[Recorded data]
+ + + + + + +

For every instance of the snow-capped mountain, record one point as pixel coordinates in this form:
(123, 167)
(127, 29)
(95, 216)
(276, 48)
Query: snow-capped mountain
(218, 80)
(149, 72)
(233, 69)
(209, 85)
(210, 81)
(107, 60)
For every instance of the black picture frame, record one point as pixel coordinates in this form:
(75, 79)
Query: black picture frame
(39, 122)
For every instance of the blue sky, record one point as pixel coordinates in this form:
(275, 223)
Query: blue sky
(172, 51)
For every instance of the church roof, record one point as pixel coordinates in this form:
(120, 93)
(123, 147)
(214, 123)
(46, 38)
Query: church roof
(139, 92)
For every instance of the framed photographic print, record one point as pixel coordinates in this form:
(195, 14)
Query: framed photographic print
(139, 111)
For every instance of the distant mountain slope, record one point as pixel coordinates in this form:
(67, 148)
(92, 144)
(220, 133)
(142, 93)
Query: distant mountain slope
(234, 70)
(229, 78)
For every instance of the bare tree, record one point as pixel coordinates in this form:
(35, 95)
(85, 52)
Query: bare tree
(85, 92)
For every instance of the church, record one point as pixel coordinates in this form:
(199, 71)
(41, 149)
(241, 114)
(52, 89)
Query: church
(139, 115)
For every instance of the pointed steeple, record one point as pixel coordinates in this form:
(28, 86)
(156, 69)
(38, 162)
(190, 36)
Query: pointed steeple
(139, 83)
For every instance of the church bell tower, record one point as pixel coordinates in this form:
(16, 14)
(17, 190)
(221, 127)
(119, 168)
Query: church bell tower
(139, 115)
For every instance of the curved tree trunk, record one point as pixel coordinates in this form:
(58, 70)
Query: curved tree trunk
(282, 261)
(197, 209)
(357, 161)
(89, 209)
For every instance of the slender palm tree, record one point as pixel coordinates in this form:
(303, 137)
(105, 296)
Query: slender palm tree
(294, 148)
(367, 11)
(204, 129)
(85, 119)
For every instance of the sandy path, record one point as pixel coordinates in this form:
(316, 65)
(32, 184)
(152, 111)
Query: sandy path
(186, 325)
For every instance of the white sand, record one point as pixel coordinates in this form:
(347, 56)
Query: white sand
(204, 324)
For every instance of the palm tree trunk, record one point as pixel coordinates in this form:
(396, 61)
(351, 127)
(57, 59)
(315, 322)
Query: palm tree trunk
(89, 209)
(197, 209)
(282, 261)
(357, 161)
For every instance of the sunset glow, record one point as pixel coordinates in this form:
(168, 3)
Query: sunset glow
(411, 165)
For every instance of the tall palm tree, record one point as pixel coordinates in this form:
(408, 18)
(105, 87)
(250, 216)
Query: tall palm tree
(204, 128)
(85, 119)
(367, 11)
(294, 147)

+ + + + + + +

What you are asked to do ▸
Would you write out each entry precisely as it is given?

Task response ▸
For every instance of the snow-capped mountain, record one point as pixel coordinates in this form:
(123, 167)
(127, 29)
(95, 216)
(276, 48)
Query: snow-capped mountain
(218, 80)
(149, 72)
(233, 69)
(209, 85)
(210, 81)
(107, 60)
For every instance of the black picture frame, record one point as pixel coordinates in this form:
(75, 79)
Query: black picture frame
(39, 122)
For every instance of the blue sky, record one point as pixel coordinates in this form:
(275, 223)
Query: blue sky
(172, 51)
For every instance of the church roof, record one point as pixel coordinates in this form:
(120, 93)
(123, 147)
(214, 123)
(46, 38)
Query: church roof
(139, 92)
For every instance of the framed photographic print, record one point as pixel coordinates in this form:
(195, 14)
Query: framed photographic print
(139, 111)
For every instance of the distant mountain slope, record one point as pixel coordinates in this form:
(67, 148)
(92, 144)
(220, 133)
(142, 93)
Query: distant mountain slope
(234, 70)
(229, 78)
For every instance of the bare tree, record one point as pixel coordinates in this form:
(35, 95)
(85, 52)
Query: bare tree
(85, 92)
For every instance of the church, record one point as pixel coordinates in this form:
(199, 71)
(41, 149)
(241, 114)
(52, 89)
Query: church
(139, 115)
For every instance of the pointed steeple, record one point as pixel coordinates in this form:
(28, 86)
(156, 69)
(38, 162)
(190, 36)
Query: pointed steeple
(139, 83)
For every instance of the church bell tower, record one point as pixel coordinates in this form:
(16, 14)
(17, 190)
(221, 127)
(119, 168)
Query: church bell tower
(139, 115)
For every instance of the curved tree trunk, record one point as pixel coordinates in this form:
(58, 70)
Query: curved tree trunk
(282, 261)
(197, 209)
(357, 161)
(89, 209)
For every instance of the slender palm tree, record one point as pixel coordinates in this form:
(303, 137)
(105, 296)
Query: slender palm tree
(294, 148)
(367, 11)
(204, 129)
(85, 119)
For every instance of the sandy path, record one point as pixel coordinates in this form:
(316, 65)
(32, 184)
(152, 111)
Query: sandy path
(186, 325)
For every instance of the white sand, record one point as pixel coordinates in this form:
(347, 56)
Query: white sand
(204, 324)
For every instance of the palm tree trunk, record one point as pixel coordinates in this form:
(396, 61)
(351, 127)
(57, 59)
(315, 322)
Query: palm tree trunk
(89, 209)
(197, 209)
(282, 261)
(357, 161)
For every instance of the sunset glow, record one point as pixel coordinates in this form:
(168, 3)
Query: sunset glow
(411, 165)
For every instance of the tall palm tree, record one point as pixel coordinates in this form:
(408, 18)
(105, 87)
(250, 216)
Query: tall palm tree
(204, 128)
(85, 119)
(367, 11)
(294, 147)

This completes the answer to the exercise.